>> Start Selected extract

# Thread just for Dealers!



## rexroadj (Oct 31, 2008)

Thought it would be nice to see a thread where dealers that have some presence on Diyma can check in and introduce themselves (or employees). Name your shop, location, maybe brands, etc....... This could really help those members that are always looking for good help....A great foundation could start right here! 
I know I personally would really like to see just how many shop owners/dealers (and employees) are actually on here! 

If this has already been done...please point me in the direction, I couldnt find it. Really want to know how many dealers are present on here!


----------



## trumpet (Nov 14, 2010)

I'm employed by Easy Way Electronics of Langdon, ND. This is a very quiet area of the country for car audio and video. The nearest store selling car audio that I'm aware of is an hour's drive away.

>> End Selected extract

_To be done_
#1 In the dealers thread, how far away is the nearest other store selling car audio that trumpet knows of?
#2 Write the next part of the dealers thread, starting after its last sentence.

>> Start Records

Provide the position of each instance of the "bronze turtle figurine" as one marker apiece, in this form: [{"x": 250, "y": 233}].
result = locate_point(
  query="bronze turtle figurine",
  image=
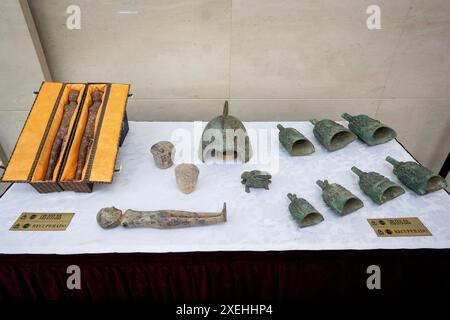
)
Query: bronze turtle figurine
[{"x": 256, "y": 179}]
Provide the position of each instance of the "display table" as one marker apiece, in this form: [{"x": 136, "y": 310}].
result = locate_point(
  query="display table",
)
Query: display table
[{"x": 185, "y": 262}]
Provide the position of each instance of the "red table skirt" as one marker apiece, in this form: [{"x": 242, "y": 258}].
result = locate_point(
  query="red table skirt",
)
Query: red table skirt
[{"x": 227, "y": 276}]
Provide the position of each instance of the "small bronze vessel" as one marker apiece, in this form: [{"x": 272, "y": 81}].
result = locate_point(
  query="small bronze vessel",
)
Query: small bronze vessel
[
  {"x": 294, "y": 142},
  {"x": 332, "y": 135},
  {"x": 339, "y": 199}
]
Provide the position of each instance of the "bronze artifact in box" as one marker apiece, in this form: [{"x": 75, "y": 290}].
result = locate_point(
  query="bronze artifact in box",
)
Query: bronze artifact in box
[
  {"x": 303, "y": 212},
  {"x": 339, "y": 199},
  {"x": 332, "y": 135},
  {"x": 294, "y": 142},
  {"x": 163, "y": 153},
  {"x": 88, "y": 136},
  {"x": 226, "y": 137},
  {"x": 109, "y": 218},
  {"x": 416, "y": 177},
  {"x": 62, "y": 133},
  {"x": 256, "y": 179},
  {"x": 369, "y": 130},
  {"x": 379, "y": 188}
]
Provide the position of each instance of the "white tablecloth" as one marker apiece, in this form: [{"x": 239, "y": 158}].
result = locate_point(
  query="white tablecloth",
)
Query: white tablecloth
[{"x": 258, "y": 221}]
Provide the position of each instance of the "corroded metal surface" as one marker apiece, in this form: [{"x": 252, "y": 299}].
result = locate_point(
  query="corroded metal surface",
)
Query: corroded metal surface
[
  {"x": 379, "y": 188},
  {"x": 303, "y": 212},
  {"x": 339, "y": 199},
  {"x": 256, "y": 179},
  {"x": 294, "y": 142},
  {"x": 369, "y": 130},
  {"x": 225, "y": 135},
  {"x": 416, "y": 177},
  {"x": 332, "y": 135}
]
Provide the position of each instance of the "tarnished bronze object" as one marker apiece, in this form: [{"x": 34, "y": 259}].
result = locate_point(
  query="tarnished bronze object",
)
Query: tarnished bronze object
[
  {"x": 225, "y": 136},
  {"x": 416, "y": 177},
  {"x": 339, "y": 199},
  {"x": 332, "y": 135},
  {"x": 379, "y": 188},
  {"x": 369, "y": 130},
  {"x": 303, "y": 212}
]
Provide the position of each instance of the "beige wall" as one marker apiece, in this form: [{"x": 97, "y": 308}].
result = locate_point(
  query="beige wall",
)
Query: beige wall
[{"x": 274, "y": 59}]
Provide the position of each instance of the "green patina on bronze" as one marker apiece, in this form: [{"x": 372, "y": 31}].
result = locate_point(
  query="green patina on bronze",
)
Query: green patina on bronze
[
  {"x": 379, "y": 188},
  {"x": 339, "y": 199},
  {"x": 416, "y": 177},
  {"x": 369, "y": 130},
  {"x": 332, "y": 135},
  {"x": 256, "y": 179},
  {"x": 303, "y": 212},
  {"x": 226, "y": 136},
  {"x": 294, "y": 142}
]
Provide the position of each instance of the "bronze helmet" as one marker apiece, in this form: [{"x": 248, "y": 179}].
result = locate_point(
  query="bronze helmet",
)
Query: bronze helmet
[{"x": 225, "y": 135}]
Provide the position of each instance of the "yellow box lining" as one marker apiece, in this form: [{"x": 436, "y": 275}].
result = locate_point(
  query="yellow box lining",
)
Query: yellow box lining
[
  {"x": 41, "y": 167},
  {"x": 27, "y": 146},
  {"x": 70, "y": 167}
]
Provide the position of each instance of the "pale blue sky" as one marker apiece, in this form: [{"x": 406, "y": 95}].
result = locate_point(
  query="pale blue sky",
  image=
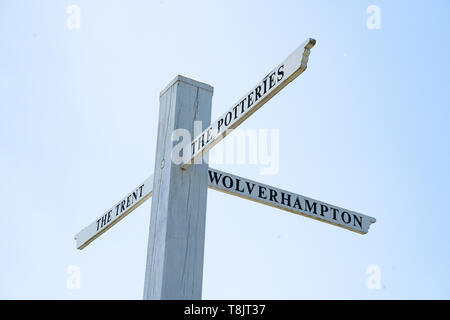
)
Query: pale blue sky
[{"x": 366, "y": 127}]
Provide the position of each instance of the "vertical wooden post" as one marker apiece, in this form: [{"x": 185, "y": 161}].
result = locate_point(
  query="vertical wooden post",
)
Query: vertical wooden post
[{"x": 177, "y": 224}]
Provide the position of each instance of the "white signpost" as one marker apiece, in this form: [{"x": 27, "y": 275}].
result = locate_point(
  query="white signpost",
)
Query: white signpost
[
  {"x": 241, "y": 187},
  {"x": 177, "y": 223},
  {"x": 270, "y": 85}
]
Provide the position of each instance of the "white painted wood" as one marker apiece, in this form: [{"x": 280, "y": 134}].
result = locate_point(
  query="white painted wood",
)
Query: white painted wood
[
  {"x": 270, "y": 85},
  {"x": 119, "y": 211},
  {"x": 245, "y": 188},
  {"x": 177, "y": 224},
  {"x": 288, "y": 201}
]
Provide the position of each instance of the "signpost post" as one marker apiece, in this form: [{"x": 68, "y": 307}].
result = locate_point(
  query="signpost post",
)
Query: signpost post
[{"x": 177, "y": 224}]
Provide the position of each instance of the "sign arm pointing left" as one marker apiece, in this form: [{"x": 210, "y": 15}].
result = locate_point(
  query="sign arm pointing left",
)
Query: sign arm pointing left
[
  {"x": 237, "y": 186},
  {"x": 119, "y": 211}
]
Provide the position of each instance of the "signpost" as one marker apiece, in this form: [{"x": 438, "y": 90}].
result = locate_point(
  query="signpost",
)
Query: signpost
[
  {"x": 247, "y": 189},
  {"x": 177, "y": 223},
  {"x": 270, "y": 85}
]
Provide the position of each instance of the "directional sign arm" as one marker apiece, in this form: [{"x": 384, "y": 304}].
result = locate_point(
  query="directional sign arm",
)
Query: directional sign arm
[
  {"x": 237, "y": 186},
  {"x": 270, "y": 85},
  {"x": 119, "y": 211},
  {"x": 288, "y": 201}
]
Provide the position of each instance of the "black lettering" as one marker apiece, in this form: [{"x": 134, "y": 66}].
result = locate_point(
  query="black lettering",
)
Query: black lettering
[
  {"x": 237, "y": 186},
  {"x": 257, "y": 93},
  {"x": 273, "y": 195},
  {"x": 248, "y": 187},
  {"x": 250, "y": 99},
  {"x": 208, "y": 135},
  {"x": 261, "y": 193},
  {"x": 346, "y": 214},
  {"x": 355, "y": 218},
  {"x": 297, "y": 204},
  {"x": 227, "y": 122},
  {"x": 235, "y": 111},
  {"x": 272, "y": 81},
  {"x": 310, "y": 208},
  {"x": 335, "y": 211},
  {"x": 323, "y": 209},
  {"x": 214, "y": 179},
  {"x": 219, "y": 124},
  {"x": 280, "y": 73},
  {"x": 288, "y": 198},
  {"x": 242, "y": 105},
  {"x": 224, "y": 184}
]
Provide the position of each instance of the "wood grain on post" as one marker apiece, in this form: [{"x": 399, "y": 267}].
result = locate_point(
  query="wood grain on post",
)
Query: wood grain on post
[{"x": 177, "y": 224}]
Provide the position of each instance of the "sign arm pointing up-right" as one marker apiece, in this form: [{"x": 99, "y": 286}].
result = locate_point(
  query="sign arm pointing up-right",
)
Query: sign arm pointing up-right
[{"x": 270, "y": 85}]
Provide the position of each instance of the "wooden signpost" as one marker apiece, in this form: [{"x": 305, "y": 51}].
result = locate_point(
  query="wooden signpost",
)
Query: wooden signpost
[
  {"x": 270, "y": 85},
  {"x": 177, "y": 223}
]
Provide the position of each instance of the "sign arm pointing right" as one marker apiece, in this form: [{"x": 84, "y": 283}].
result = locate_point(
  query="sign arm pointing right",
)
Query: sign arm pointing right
[
  {"x": 270, "y": 85},
  {"x": 237, "y": 186}
]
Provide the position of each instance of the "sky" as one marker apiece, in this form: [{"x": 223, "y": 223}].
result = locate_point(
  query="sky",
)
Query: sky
[{"x": 365, "y": 127}]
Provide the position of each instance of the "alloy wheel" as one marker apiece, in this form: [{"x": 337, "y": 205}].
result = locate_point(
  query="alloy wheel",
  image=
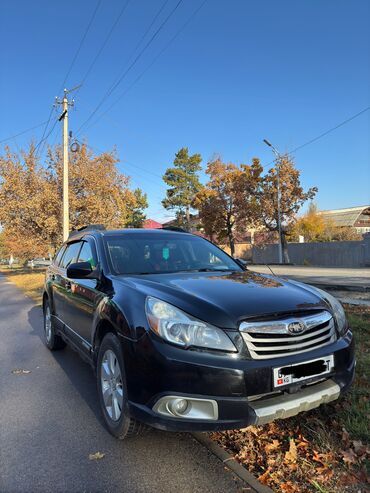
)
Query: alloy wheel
[
  {"x": 111, "y": 385},
  {"x": 48, "y": 329}
]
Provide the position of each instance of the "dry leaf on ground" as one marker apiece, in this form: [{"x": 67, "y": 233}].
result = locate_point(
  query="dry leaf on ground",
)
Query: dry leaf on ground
[
  {"x": 96, "y": 456},
  {"x": 20, "y": 371}
]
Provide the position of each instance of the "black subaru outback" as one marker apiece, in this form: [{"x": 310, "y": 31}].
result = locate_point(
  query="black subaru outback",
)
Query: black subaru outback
[{"x": 184, "y": 338}]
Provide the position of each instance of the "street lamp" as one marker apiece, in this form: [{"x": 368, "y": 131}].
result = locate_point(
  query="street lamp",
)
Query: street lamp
[{"x": 278, "y": 162}]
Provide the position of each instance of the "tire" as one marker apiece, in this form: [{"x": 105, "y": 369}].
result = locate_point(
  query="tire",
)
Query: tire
[
  {"x": 51, "y": 339},
  {"x": 112, "y": 390}
]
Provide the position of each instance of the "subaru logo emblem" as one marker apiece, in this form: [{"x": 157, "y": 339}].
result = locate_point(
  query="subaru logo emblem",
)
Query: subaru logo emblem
[{"x": 297, "y": 327}]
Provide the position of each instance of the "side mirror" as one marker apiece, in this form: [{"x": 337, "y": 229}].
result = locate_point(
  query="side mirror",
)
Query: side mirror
[
  {"x": 79, "y": 270},
  {"x": 243, "y": 263}
]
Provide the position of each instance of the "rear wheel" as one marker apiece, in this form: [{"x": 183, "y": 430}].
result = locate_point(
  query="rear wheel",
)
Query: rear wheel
[
  {"x": 52, "y": 340},
  {"x": 112, "y": 390}
]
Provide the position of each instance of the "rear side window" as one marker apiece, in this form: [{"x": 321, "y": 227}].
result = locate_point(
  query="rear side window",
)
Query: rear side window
[
  {"x": 71, "y": 254},
  {"x": 87, "y": 255},
  {"x": 59, "y": 255}
]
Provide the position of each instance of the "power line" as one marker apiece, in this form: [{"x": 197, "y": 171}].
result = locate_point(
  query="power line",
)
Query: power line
[
  {"x": 115, "y": 84},
  {"x": 46, "y": 126},
  {"x": 23, "y": 132},
  {"x": 43, "y": 140},
  {"x": 114, "y": 25},
  {"x": 70, "y": 67},
  {"x": 311, "y": 141},
  {"x": 126, "y": 163},
  {"x": 80, "y": 45},
  {"x": 151, "y": 64},
  {"x": 330, "y": 130}
]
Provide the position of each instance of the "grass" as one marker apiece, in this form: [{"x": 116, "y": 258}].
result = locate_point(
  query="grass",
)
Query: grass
[
  {"x": 326, "y": 450},
  {"x": 29, "y": 280}
]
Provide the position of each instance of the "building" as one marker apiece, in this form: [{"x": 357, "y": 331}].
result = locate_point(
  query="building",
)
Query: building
[
  {"x": 353, "y": 217},
  {"x": 151, "y": 224}
]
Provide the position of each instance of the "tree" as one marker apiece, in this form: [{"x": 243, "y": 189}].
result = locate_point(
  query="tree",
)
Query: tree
[
  {"x": 227, "y": 204},
  {"x": 136, "y": 211},
  {"x": 31, "y": 197},
  {"x": 183, "y": 182},
  {"x": 292, "y": 197}
]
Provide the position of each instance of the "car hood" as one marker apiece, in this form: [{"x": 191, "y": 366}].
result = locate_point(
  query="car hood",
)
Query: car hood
[{"x": 226, "y": 298}]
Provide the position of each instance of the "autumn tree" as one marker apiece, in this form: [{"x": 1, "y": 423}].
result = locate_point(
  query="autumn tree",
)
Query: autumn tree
[
  {"x": 183, "y": 182},
  {"x": 31, "y": 197},
  {"x": 227, "y": 203},
  {"x": 136, "y": 210},
  {"x": 292, "y": 197}
]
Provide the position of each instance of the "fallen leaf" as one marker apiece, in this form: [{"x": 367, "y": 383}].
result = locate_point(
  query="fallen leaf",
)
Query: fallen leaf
[
  {"x": 349, "y": 456},
  {"x": 96, "y": 456},
  {"x": 270, "y": 447},
  {"x": 345, "y": 437},
  {"x": 291, "y": 454},
  {"x": 359, "y": 447},
  {"x": 20, "y": 371}
]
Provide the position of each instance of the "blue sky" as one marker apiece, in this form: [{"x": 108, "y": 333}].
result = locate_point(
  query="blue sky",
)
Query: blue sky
[{"x": 240, "y": 71}]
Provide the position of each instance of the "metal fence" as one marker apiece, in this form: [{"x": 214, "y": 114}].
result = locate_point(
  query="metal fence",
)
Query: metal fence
[{"x": 332, "y": 253}]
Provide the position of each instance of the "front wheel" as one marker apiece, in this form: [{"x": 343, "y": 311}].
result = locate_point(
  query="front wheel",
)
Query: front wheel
[
  {"x": 112, "y": 390},
  {"x": 52, "y": 340}
]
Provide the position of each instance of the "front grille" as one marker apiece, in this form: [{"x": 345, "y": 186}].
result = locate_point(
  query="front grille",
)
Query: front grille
[{"x": 272, "y": 338}]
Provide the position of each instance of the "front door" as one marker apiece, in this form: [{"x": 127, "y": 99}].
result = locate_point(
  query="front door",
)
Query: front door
[{"x": 84, "y": 297}]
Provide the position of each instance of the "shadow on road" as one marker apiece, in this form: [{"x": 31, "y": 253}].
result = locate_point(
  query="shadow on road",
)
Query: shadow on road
[{"x": 80, "y": 373}]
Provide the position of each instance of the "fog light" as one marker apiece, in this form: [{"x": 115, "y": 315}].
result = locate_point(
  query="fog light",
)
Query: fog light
[{"x": 177, "y": 406}]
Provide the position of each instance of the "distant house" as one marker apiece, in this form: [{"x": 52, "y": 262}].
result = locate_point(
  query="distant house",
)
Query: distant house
[
  {"x": 151, "y": 224},
  {"x": 353, "y": 217}
]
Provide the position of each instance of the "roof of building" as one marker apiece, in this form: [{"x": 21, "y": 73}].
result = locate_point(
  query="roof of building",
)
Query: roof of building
[
  {"x": 151, "y": 224},
  {"x": 348, "y": 216}
]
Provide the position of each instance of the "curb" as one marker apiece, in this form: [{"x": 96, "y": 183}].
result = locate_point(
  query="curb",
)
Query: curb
[
  {"x": 341, "y": 287},
  {"x": 229, "y": 461}
]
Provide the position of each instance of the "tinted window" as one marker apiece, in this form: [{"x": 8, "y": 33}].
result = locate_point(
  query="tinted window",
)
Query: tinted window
[
  {"x": 158, "y": 253},
  {"x": 87, "y": 255},
  {"x": 71, "y": 254},
  {"x": 59, "y": 256}
]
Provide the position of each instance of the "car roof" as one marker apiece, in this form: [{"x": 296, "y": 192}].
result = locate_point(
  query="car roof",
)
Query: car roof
[{"x": 77, "y": 235}]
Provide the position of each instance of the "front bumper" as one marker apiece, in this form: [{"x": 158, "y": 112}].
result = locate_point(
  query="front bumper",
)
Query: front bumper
[{"x": 231, "y": 382}]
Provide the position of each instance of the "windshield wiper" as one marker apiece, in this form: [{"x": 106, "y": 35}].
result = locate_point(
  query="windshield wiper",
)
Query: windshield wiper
[{"x": 207, "y": 269}]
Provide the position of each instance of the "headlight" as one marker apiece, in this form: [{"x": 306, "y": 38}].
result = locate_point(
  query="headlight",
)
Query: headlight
[
  {"x": 178, "y": 327},
  {"x": 338, "y": 312}
]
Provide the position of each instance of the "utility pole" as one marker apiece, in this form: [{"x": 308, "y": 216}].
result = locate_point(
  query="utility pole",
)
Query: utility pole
[
  {"x": 64, "y": 116},
  {"x": 278, "y": 162}
]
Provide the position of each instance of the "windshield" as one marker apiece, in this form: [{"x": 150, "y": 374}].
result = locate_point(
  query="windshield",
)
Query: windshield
[{"x": 141, "y": 253}]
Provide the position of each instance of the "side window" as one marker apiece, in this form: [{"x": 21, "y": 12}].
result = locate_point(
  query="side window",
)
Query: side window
[
  {"x": 58, "y": 256},
  {"x": 71, "y": 254},
  {"x": 87, "y": 255}
]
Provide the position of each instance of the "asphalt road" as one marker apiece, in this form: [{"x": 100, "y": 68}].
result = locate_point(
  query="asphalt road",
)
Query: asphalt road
[
  {"x": 50, "y": 422},
  {"x": 333, "y": 277}
]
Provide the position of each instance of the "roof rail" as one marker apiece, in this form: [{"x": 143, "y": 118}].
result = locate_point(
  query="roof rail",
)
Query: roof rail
[
  {"x": 175, "y": 228},
  {"x": 89, "y": 227}
]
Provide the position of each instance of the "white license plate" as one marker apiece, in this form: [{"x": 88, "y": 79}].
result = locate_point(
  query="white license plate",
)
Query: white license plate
[{"x": 288, "y": 374}]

>> End Records

_Responses in order_
#1 An hour's drive away.

#2
Easy Way Electronics
513 4th Avenue
Langdon, ND 58249
701-256-5123
Toll Free 888-613-1633

CDT Audio
Clarion
JBL
Precision Power
Metra
Massive Audio


----------



## rexroadj (Oct 31, 2008)

Awesome! Thanks for chiming in!


----------



## jowens500 (Sep 5, 2008)

Malibu's Auto Center
121 SW 4th St
Moore, Ok 
73160
(405)799-6700

Focal
Kicker
Hybrid Audio
Diamond Audio
JVC 
Kenwood
Clifford


----------



## rexroadj (Oct 31, 2008)

jowens500 said:


> Malibu's Auto Center
> 121 SW 4th St
> Moore, Ok
> 73160
> ...



Exactly the type of answer I'm looking for! Thank you for posting.

keep em coming diyma!


----------



## tnaudio (Mar 4, 2012)

The Sound Factory
Knoxville, TN

Hybrid Audio
Memphis
Image Dynamics
JBL
Digital Designs


----------



## slowride (Jan 26, 2009)

Awesome idea. Hope it can continue to become a valuable resource. 


Sent from my iPad using Tapatalk HD


----------



## rexroadj (Oct 31, 2008)

Thanks! I hope so too! It think it could be?

Tnaudio.....thank you for your post as well!


----------



## rexroadj (Oct 31, 2008)

Bump.....I know there is a HELL of a lot more then this!!!


----------



## JayinMI (Oct 18, 2008)

Car Tunes Stereo Centers
Pontiac, MI
(We also have locations is Allen Park, Berkley, Roseville, Redford and Westland)


Arc Audio
Focal
Kicker
Alpine
Pioneer
RE Audio

Soon we will be carrying Wetsounds, also.


----------



## Blown Mustang GT (Dec 6, 2008)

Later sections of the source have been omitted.